--- WHAT THIS TASK INVOLVES ---
Answer with a number only: how many lines of the entries below contain the word "every"?

[Data records]

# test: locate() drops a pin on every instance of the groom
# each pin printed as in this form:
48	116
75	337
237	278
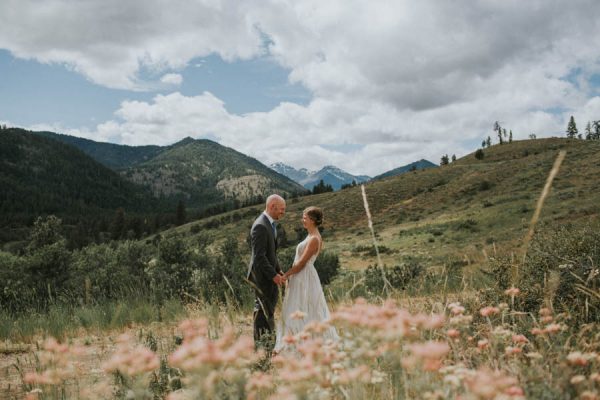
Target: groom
...
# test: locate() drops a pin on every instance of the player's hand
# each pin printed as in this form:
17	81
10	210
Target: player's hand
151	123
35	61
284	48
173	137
...
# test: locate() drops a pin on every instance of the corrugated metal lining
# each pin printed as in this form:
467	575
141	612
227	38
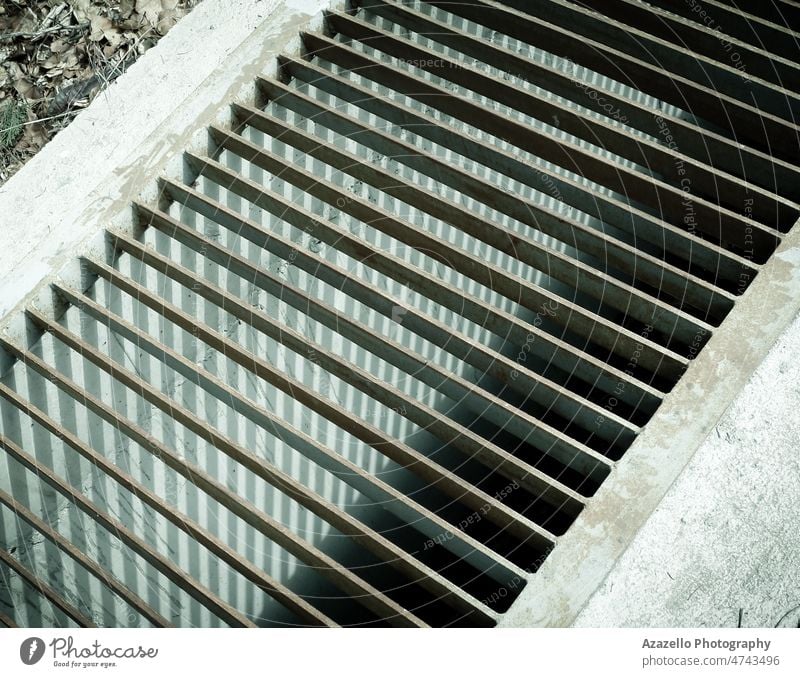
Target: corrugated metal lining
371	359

--- RESULT OF THIS TASK ---
3